**Dataset rows**
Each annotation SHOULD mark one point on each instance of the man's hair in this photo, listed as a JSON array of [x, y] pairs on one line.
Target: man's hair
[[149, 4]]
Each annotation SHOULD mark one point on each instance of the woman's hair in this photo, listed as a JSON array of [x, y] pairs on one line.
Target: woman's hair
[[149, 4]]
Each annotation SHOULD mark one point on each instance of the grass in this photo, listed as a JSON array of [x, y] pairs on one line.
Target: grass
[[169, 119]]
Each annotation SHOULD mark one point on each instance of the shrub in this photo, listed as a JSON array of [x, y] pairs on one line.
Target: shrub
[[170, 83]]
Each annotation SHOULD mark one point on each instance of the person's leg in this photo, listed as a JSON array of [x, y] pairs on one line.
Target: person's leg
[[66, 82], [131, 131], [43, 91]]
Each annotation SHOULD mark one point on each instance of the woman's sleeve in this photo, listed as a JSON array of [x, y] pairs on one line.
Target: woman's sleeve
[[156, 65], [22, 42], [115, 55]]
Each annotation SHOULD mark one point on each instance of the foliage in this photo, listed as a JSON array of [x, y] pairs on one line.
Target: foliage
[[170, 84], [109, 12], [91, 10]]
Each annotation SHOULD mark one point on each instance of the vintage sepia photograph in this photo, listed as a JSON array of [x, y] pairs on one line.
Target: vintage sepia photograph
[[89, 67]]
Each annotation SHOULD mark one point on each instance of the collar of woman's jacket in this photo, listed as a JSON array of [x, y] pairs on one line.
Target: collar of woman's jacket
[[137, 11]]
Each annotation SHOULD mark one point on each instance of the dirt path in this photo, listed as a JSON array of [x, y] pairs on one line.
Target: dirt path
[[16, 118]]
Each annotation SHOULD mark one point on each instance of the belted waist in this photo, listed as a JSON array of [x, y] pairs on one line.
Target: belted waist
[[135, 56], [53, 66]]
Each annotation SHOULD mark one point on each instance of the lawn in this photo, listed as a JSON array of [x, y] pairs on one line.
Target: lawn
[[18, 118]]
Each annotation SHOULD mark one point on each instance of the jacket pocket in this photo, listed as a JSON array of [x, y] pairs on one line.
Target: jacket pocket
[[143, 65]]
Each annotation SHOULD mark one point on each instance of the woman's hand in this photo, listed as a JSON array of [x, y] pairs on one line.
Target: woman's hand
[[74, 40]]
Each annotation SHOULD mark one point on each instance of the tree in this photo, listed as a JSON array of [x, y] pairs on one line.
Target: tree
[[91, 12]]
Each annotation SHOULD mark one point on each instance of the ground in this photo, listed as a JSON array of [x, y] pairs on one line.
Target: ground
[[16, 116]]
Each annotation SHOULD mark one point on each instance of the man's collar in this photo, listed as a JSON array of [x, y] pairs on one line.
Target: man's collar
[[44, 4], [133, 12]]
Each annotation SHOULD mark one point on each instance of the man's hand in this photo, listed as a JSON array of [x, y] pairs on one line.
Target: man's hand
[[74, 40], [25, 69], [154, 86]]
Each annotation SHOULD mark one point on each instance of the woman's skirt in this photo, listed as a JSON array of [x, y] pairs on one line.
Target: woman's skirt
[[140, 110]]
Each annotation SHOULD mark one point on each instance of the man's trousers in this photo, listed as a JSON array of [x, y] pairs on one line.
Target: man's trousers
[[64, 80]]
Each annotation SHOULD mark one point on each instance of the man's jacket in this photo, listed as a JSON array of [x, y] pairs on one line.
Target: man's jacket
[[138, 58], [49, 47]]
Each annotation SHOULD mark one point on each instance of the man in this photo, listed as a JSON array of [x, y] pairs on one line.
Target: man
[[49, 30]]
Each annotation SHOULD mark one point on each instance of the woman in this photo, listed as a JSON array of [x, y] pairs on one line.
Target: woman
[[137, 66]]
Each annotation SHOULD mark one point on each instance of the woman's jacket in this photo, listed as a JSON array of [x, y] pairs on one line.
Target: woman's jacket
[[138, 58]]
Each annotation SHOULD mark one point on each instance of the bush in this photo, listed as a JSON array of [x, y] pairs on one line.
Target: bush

**Exercise goal**
Take the lines above and print them exactly.

**The answer**
Each annotation SHOULD mark one point on each instance of the man's hair in this photo, listed as a JSON array of [x, y] pairs on one line.
Target: man's hair
[[149, 4]]
Each annotation SHOULD mark one point on each instance of the woman's hair in this photo, listed as a JSON array of [x, y] pairs on one line.
Target: woman's hair
[[149, 4]]
Each annotation SHOULD mark one point on each instance of the grass in this photo, listed as a JSON array of [x, y] pairs on one line.
Target: grass
[[169, 119]]
Each annotation SHOULD mark one point on each instance of the shrub in this photo, listed as a JSON array of [x, y] pairs on one line.
Target: shrub
[[170, 83]]
Each annotation SHOULD mark one point on each instance of the person's leg in this photo, listed as a JSON array of [x, y] pairs on one line.
Target: person's leg
[[66, 82], [131, 131], [43, 91]]
Each annotation SHOULD mark one point on each instance of the woman's sleeve in this photo, listed as a JSON array of [x, y] pairs on one line.
Target: woman's sleeve
[[156, 65], [22, 42], [115, 55]]
Each annotation SHOULD mark one point on each instance of the foliage in this photo, listed as a JSON array of [x, y] pairs on one line.
Target: foliage
[[170, 84], [109, 12], [91, 10]]
Each annotation SHOULD mark one point on each instance of the vintage sepia photograph in this photo, listed as a JSON array of [x, y] pairs on one line.
Target: vintage sepia photograph
[[89, 67]]
Each annotation SHOULD mark one point on each instance of the collar of woman's jacket in this photo, listed as a JSON array of [x, y] pairs on one line.
Target: collar of woman's jacket
[[137, 11]]
Each annotation SHOULD mark one point on each instance of the dirt path in this photo, listed as a JSON array of [x, y] pairs on one line.
Target: dirt path
[[16, 118]]
Each annotation SHOULD mark one point on each instance of the belted waist in this photo, listed as a JSON array of [x, y] pairs on one line.
Target: belted waist
[[135, 56], [53, 66]]
Each annotation SHOULD mark one point on each instance of the lawn in this photo, listed as a JSON array of [x, y] pairs on one line.
Target: lawn
[[18, 118]]
Each annotation SHOULD mark one point on each instance of the jacket pocket in this photo, listed as a JSON array of [x, y] pairs on one line.
Target: jacket pocket
[[143, 65]]
Each annotation SHOULD mark one point on each instance of the woman's hand in this photo, listed as a JSON array of [x, y] pairs on one line.
Target: woman's hand
[[74, 40]]
Each annotation SHOULD mark one point on each instance of the tree in this photo, listed as a JSON array of [x, y] pairs on one line.
Target: tree
[[91, 12]]
Each annotation SHOULD mark one point on each instance of the ground in this photo, listed as a JSON array of [x, y] pairs on one line.
Target: ground
[[16, 116]]
Each annotation SHOULD mark one point on each instance of the man's collar in this photo, listed as a JSON array of [x, y] pairs on one line.
Target: man's collar
[[44, 4], [133, 12]]
Each annotation SHOULD mark one point on each instance of the man's hand in this photo, listed as a JSON array of [x, y] pairs on one line.
Target: man's hand
[[74, 40], [25, 69], [154, 86]]
Each annotation SHOULD mark one point on each instance of the woman's skirt in this photo, listed as a JSON array of [x, y] pairs on one line.
Target: woman's skirt
[[140, 110]]
Each annotation SHOULD mark one point on each instance of the man's trousers in this photo, listed as a JSON array of [x, y] pairs on one line.
Target: man's trousers
[[64, 80]]
Each annotation SHOULD mark one point on each instance of the man's jacket in this photo, listed as a JSON array of [x, y] pairs on one line.
Target: man's jacket
[[138, 58], [49, 47]]
Each annotation SHOULD mark one point on each instance of the man in this photo, listed as a JSON array of [x, y] pairs on one line.
Target: man
[[49, 30]]
Each annotation SHOULD mark one point on each instance of the woman in this photo, listed as a JSON array of [x, y] pairs on one line.
Target: woman
[[137, 66]]
Each annotation SHOULD mark one point on each instance of the woman's jacket in this photo, listed as a JSON array of [x, y] pairs on one line.
Target: woman's jacket
[[138, 58]]
Each annotation SHOULD mark one point on each instance of the bush in this photo, listed as a JSON array of [x, y] pairs on one line.
Target: bush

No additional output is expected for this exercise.